** Tasks **
1. According to the Futrelle biography, what name did Futrelle give the house he had built in Scituate, Massachusetts?
2. Write a continuation of the Futrelle biography, picking up after its final sentence.

** Selection **

====

Career | Selected works | Novels | Stories

Jacques Heath Futrelle (April 9, 1875 - April 15, 1912) was an American journalist and mystery writer. He is best known for writing short detective stories featuring the "Thinking Machine", Professor Augustus S. F. X. Van Dusen.

Career


Futrelle, who was born in Pike County, Georgia, worked for the Atlanta Journal, where he began their sports section; the New York Herald; the Boston Post; and the Boston American, where, in 1905, his Thinking Machine character first appeared in a serialized version of "The Problem of Cell 13". In 1895, he married fellow writer Lily May Peel, with whom he had two children, Virginia and Jacques "John" Jr.

Futrelle left the Boston American in 1906 to focus his attention on writing novels. He had a house built in Scituate, Massachusetts, which he called "Stepping Stones", and spent most of his time there until his death in 1912.

====

** Material **
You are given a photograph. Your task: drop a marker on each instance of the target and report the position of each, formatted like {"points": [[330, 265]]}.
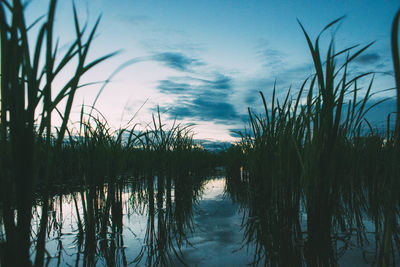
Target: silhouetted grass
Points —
{"points": [[317, 155]]}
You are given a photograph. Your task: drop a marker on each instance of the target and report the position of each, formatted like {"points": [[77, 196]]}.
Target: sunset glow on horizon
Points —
{"points": [[203, 62]]}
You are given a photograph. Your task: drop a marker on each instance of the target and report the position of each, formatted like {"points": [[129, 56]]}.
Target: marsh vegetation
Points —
{"points": [[313, 178]]}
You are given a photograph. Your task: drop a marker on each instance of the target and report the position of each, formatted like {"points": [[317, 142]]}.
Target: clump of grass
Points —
{"points": [[315, 157], [27, 86]]}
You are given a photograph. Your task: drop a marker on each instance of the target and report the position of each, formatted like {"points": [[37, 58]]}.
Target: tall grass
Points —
{"points": [[26, 86], [313, 154]]}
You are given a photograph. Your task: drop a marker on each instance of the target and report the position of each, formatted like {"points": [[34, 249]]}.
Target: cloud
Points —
{"points": [[369, 58], [200, 99], [177, 61]]}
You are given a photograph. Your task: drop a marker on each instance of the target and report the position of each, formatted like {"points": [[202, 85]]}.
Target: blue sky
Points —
{"points": [[204, 62]]}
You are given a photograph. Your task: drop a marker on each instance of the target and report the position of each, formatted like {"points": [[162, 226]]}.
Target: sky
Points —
{"points": [[204, 62]]}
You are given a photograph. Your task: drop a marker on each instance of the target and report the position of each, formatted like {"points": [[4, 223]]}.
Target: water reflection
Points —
{"points": [[142, 221], [281, 227]]}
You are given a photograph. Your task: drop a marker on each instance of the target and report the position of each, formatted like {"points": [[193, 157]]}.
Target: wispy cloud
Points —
{"points": [[369, 58], [177, 61], [200, 99]]}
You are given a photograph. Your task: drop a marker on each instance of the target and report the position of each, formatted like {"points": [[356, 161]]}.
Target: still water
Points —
{"points": [[162, 222]]}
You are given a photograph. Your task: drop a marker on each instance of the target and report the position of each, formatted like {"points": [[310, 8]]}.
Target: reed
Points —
{"points": [[312, 154]]}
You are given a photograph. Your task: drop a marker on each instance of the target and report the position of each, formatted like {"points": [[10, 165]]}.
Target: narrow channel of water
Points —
{"points": [[161, 222]]}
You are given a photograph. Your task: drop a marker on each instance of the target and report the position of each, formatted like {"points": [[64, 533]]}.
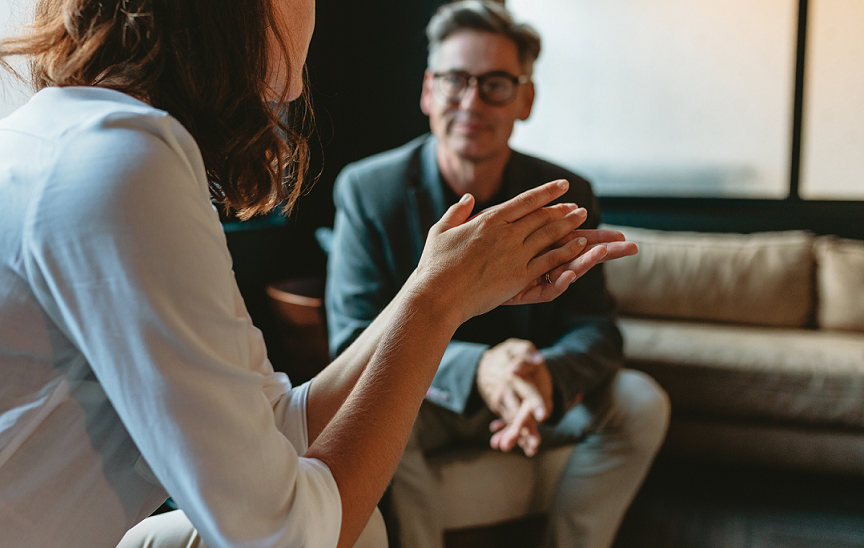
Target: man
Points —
{"points": [[532, 375]]}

====

** Set of answers **
1. He called it "Stepping Stones."

2.
Returning from Europe aboard the RMS Titanic, Futrelle, a first-cabin passenger, refused to board a lifeboat insisting his wife board instead, according to his wife, with the belief that her boarding would give him a better chance of surviving; he perished in the Atlantic. On 29 July 1912 his mother, Linnie Futrelle, died in her Georgia home; her death was attributed to grief over her son's death.

Futrelle is used as the protagonist in The Titanic Murders, a novel about two murders aboard the Titanic, by Max Allan Collins.

Selected works


Novels


The Chase of the Golden Plate (1906)

The Simple Case of Susan (1908)

The Thinking Machine on the Case (1908)

The Diamond Master (1909)

Elusive Isabel (1909)

The High Hand (1911)

My Lady's Garter (1912)

Blind Man's Bluff (1914)

Stories


"The House That Was" (a literary experiment with his wife, in the which The Thinking Machine provided a rational solution to the seemingly impossible and supernatural events of a ghost story written by May)

"The Phantom Motor"

"The Problem of Cell 13" (1907)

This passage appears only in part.